### Given exercise
The exercise asks for every line of the data to be reproduced exactly.

BEGIN Records for the task

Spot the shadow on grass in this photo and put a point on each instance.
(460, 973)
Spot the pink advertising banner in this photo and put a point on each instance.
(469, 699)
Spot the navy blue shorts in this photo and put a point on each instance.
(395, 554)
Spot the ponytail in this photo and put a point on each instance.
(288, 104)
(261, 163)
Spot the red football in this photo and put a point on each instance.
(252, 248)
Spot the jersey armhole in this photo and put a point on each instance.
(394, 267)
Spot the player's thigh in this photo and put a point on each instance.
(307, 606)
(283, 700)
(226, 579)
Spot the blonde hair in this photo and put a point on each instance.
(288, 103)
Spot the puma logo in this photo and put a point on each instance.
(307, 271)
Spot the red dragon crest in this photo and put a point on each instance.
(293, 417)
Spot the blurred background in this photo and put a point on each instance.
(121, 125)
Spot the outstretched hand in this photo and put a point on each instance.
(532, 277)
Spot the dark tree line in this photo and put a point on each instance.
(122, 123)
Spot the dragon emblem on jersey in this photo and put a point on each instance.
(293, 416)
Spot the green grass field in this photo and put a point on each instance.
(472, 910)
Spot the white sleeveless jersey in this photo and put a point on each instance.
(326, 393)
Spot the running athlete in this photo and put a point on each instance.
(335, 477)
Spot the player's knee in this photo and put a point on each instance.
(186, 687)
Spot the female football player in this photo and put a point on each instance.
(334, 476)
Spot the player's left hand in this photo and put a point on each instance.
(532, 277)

END Records for the task

### Exercise solution
Spot the shadow on grass in this photo and put a point on each instance.
(460, 973)
Spot the pink advertising banner in this photo and put a point on each instance.
(469, 699)
Spot the navy blue shorts in this photo and put a point on each instance.
(395, 554)
Spot the ponytail in this photo and put a point on each instance.
(288, 104)
(261, 163)
Spot the red football in this photo and put a point on each instance.
(252, 248)
Spot the jersey armhole in this photo and put a point on each instance.
(394, 267)
Spot the player's thigh in this photo and put a point on each instance.
(307, 606)
(283, 700)
(226, 579)
Spot the blonde hair in this photo and put a point on each instance.
(288, 103)
Spot the puma logo in this photo and put a point on each instance.
(307, 271)
Spot the red dragon crest in this photo and put a point on each instance.
(293, 417)
Spot the blurred background in this photo and put a point on each instance.
(121, 125)
Spot the outstretched hand in this photo and put a point on each instance.
(532, 277)
Spot the dark tree line in this photo and put a point on each instance.
(122, 123)
Spot the dragon emblem on jersey in this photo and put a point on each instance.
(293, 416)
Spot the green grass field in this photo and put a point on each instance.
(472, 910)
Spot the white sleeveless jersey in this photo and put a point on each instance.
(326, 393)
Spot the running athlete in this photo and put a point on each instance.
(335, 477)
Spot the player's knee in this photo and put a point on each instance.
(186, 687)
Spot the female football player in this photo and put a point on each instance.
(334, 476)
Spot the player's left hand in this photo and put a point on each instance.
(532, 277)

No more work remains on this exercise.